Can you pull out the lines running from the very start of the data through the line containing "[(40, 168), (1193, 388), (1051, 386), (552, 382)]", including that line, and reproduce them verbatim?
======== Data supplied ========
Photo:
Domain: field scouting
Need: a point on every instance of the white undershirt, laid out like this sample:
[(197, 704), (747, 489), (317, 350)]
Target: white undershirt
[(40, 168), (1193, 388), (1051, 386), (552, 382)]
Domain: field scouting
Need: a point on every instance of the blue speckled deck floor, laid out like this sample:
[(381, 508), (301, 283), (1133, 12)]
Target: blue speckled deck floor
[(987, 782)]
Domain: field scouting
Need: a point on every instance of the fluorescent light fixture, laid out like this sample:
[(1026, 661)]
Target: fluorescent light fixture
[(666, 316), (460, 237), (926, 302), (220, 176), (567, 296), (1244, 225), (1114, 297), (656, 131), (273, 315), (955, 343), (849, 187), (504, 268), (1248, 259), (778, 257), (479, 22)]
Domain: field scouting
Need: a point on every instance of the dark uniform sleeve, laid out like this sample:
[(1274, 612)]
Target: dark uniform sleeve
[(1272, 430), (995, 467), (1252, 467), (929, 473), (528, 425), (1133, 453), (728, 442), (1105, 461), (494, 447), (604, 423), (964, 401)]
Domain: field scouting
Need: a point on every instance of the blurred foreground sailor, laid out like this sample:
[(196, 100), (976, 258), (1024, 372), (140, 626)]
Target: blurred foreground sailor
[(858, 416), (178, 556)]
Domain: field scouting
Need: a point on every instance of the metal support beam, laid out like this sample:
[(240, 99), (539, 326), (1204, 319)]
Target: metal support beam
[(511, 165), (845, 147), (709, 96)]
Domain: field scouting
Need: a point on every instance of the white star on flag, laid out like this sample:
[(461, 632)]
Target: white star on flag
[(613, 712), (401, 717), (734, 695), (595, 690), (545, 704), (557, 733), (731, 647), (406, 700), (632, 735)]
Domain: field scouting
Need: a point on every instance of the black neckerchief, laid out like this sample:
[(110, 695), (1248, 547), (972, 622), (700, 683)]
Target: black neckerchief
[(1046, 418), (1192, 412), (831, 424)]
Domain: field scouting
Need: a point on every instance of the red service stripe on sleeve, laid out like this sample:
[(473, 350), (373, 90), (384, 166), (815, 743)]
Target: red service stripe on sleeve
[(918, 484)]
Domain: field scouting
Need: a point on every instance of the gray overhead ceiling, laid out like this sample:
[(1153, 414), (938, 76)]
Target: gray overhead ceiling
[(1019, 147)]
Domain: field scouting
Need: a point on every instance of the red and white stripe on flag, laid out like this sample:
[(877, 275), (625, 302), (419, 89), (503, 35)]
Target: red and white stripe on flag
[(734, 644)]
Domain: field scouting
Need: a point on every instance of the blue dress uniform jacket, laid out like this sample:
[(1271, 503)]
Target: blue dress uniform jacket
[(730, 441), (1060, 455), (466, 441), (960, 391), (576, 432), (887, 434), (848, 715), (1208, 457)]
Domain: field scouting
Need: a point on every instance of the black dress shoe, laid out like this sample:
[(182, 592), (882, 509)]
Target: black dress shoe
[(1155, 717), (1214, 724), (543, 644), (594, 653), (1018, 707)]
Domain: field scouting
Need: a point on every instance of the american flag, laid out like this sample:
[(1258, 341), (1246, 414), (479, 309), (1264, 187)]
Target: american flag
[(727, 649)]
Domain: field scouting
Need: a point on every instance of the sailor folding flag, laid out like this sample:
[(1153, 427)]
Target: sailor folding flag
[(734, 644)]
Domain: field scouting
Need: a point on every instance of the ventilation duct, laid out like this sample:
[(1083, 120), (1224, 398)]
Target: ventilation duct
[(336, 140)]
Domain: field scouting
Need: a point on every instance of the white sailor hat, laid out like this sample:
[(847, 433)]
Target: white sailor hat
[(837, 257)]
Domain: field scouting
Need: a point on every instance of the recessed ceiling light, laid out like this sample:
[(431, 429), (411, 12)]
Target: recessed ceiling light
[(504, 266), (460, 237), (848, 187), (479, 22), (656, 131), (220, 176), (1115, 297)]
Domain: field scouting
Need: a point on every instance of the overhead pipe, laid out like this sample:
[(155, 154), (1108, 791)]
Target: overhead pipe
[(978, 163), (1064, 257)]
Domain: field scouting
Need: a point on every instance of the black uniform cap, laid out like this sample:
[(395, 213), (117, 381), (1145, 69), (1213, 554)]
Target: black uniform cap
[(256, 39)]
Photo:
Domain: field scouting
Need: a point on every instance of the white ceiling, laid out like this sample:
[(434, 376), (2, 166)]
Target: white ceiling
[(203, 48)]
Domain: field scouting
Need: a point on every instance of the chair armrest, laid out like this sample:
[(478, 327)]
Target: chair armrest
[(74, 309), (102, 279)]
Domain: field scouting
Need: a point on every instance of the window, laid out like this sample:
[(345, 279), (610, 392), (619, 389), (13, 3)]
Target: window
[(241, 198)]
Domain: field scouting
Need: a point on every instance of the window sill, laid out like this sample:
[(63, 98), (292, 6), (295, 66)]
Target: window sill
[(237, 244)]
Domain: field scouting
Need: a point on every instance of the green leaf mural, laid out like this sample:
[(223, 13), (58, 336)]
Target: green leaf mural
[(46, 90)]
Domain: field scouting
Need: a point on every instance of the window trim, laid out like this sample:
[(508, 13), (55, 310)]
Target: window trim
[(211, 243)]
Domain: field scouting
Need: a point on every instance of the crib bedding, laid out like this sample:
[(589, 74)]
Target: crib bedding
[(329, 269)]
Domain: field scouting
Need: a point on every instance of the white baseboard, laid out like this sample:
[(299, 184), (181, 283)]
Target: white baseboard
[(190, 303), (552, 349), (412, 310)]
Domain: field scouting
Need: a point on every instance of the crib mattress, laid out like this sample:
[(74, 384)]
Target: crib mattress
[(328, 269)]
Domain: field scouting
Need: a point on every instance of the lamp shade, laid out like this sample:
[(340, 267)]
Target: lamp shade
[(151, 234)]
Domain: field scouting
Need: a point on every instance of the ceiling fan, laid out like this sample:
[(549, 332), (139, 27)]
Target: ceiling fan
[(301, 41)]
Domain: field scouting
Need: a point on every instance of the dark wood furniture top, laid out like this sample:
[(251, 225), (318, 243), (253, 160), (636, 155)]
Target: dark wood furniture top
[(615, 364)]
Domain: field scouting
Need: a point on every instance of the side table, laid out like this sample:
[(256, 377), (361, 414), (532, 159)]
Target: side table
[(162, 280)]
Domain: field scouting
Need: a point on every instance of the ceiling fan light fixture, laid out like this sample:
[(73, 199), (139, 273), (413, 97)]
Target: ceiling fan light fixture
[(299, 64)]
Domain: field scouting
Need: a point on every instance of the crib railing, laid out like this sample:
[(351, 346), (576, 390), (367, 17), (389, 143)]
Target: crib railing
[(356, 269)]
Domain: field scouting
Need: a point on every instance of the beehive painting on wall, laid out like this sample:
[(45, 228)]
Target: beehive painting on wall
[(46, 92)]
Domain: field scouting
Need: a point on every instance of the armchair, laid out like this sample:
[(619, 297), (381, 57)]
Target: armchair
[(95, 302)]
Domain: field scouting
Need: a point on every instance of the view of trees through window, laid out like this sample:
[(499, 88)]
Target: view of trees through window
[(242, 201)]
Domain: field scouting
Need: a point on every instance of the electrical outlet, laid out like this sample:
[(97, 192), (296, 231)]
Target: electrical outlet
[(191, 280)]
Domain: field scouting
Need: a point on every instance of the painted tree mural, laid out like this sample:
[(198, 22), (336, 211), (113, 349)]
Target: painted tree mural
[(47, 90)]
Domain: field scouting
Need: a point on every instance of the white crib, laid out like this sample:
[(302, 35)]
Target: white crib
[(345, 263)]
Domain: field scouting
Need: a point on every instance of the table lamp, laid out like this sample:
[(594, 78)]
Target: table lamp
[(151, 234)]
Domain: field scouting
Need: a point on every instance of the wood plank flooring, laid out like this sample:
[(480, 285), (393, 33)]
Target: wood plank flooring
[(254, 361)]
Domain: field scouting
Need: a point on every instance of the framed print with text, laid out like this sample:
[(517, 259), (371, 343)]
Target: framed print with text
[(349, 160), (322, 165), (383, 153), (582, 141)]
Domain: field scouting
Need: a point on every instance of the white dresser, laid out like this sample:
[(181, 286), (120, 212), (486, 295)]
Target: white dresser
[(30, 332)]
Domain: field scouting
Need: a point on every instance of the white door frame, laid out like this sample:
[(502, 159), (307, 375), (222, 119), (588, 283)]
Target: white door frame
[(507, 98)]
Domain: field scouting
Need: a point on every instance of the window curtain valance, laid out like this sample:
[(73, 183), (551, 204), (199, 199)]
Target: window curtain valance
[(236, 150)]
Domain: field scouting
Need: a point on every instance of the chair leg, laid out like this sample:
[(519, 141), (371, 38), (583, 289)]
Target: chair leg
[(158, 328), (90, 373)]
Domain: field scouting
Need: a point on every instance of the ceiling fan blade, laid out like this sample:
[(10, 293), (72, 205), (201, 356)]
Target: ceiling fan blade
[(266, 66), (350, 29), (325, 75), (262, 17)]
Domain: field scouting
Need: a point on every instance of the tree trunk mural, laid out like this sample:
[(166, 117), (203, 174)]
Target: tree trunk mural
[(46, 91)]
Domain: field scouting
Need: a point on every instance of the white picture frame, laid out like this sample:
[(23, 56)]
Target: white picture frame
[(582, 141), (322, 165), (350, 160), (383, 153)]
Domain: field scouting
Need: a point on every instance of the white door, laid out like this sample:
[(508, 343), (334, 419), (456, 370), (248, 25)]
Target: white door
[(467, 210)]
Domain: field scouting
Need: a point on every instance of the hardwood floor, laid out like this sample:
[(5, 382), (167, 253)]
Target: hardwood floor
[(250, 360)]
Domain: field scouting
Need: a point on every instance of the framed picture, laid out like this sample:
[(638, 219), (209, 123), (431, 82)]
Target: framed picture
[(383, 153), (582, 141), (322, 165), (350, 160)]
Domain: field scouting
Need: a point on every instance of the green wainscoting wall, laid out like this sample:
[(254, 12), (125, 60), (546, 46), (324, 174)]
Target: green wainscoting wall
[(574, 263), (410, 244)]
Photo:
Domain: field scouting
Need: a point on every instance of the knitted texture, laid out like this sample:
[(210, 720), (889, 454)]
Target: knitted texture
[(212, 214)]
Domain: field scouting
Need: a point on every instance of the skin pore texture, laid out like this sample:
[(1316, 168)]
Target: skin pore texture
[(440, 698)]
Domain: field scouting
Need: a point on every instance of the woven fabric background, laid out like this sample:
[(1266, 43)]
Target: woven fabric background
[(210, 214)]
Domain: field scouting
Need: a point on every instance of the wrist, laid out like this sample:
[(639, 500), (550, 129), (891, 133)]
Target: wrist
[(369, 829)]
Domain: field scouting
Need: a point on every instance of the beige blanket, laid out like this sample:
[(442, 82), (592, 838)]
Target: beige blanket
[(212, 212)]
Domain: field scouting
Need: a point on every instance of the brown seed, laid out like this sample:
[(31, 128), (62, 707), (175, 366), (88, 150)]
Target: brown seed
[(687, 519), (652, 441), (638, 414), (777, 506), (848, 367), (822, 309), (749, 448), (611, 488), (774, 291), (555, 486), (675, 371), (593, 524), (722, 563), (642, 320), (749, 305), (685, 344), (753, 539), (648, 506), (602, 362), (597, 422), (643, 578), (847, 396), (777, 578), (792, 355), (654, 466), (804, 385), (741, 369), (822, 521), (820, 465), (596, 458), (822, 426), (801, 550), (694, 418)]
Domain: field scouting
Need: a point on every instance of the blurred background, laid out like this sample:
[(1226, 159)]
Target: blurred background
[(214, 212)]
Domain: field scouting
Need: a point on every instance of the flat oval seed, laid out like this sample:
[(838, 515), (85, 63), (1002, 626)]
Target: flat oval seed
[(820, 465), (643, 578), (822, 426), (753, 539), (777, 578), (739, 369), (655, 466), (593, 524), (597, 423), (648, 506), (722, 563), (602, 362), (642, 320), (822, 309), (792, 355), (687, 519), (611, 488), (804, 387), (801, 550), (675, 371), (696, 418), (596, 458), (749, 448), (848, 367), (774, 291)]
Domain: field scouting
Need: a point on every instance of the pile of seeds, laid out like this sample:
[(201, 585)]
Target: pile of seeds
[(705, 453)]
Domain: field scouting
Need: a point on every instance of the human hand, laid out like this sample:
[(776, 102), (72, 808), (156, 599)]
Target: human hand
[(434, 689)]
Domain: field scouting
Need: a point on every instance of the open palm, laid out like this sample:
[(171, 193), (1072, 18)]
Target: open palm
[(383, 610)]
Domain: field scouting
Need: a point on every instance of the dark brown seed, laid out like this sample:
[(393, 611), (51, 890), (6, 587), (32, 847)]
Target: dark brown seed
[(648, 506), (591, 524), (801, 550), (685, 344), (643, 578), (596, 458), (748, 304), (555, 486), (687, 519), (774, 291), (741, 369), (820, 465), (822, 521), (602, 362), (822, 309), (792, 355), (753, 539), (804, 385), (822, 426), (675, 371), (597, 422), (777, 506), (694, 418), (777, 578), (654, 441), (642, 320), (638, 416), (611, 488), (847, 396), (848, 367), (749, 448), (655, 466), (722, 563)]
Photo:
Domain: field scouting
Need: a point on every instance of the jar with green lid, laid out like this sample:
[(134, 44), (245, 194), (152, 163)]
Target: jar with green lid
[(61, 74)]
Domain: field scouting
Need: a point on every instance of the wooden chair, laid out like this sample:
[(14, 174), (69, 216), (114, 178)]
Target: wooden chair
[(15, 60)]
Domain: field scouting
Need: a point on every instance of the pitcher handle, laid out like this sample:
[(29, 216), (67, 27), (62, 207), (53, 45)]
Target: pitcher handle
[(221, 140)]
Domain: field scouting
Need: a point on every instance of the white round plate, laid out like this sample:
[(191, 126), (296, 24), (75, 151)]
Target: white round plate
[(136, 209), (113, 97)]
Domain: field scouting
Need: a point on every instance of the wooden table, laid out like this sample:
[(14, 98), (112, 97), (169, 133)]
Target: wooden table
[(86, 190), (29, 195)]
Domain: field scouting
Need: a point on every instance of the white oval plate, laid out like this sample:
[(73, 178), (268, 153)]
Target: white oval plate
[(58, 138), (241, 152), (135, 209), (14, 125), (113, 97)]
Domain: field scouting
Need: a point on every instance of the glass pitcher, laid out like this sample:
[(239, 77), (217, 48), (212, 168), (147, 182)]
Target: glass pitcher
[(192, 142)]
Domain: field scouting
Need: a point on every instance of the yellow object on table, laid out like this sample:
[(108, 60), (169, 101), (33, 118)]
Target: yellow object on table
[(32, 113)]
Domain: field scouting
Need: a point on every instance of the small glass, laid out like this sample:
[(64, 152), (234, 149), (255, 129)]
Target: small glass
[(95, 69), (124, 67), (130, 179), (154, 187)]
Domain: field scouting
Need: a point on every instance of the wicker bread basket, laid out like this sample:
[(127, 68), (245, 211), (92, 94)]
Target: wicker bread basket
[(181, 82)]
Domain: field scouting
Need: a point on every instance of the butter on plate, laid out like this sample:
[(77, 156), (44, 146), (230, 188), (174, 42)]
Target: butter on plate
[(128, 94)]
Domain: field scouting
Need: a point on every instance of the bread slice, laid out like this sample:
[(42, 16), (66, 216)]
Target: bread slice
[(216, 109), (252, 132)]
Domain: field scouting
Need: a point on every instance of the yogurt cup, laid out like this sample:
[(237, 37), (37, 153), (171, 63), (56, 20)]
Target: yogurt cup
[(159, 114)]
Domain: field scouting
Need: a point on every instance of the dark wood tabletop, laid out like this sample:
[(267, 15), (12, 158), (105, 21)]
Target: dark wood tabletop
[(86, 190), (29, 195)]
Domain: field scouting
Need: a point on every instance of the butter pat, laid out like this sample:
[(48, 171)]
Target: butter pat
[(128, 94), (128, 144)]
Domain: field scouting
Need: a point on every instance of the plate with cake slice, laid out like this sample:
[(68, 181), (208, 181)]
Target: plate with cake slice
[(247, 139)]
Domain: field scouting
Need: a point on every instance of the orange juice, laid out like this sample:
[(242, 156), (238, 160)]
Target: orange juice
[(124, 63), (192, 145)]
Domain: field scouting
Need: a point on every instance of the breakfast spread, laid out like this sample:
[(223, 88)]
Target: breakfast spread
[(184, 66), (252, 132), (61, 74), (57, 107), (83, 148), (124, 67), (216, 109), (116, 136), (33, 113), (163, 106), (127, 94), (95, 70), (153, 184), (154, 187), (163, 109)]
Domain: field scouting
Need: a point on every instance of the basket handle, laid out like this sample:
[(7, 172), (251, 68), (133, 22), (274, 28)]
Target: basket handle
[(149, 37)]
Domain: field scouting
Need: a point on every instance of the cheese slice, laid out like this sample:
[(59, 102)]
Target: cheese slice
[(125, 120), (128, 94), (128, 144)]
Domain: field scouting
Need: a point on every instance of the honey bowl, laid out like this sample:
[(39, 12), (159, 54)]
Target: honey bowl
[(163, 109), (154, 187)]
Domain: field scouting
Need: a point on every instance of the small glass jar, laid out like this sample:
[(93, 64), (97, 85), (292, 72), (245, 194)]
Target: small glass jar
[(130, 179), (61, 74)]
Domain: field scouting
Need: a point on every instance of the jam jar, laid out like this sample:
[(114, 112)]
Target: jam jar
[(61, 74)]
========
- **Response to this exercise**
Photo:
Domain: field scouting
Need: a point on every instance of the white undershirt, laid out like this sample:
[(197, 704), (747, 489), (317, 350)]
Target: white undershirt
[(40, 168), (1193, 388), (1051, 386), (552, 382)]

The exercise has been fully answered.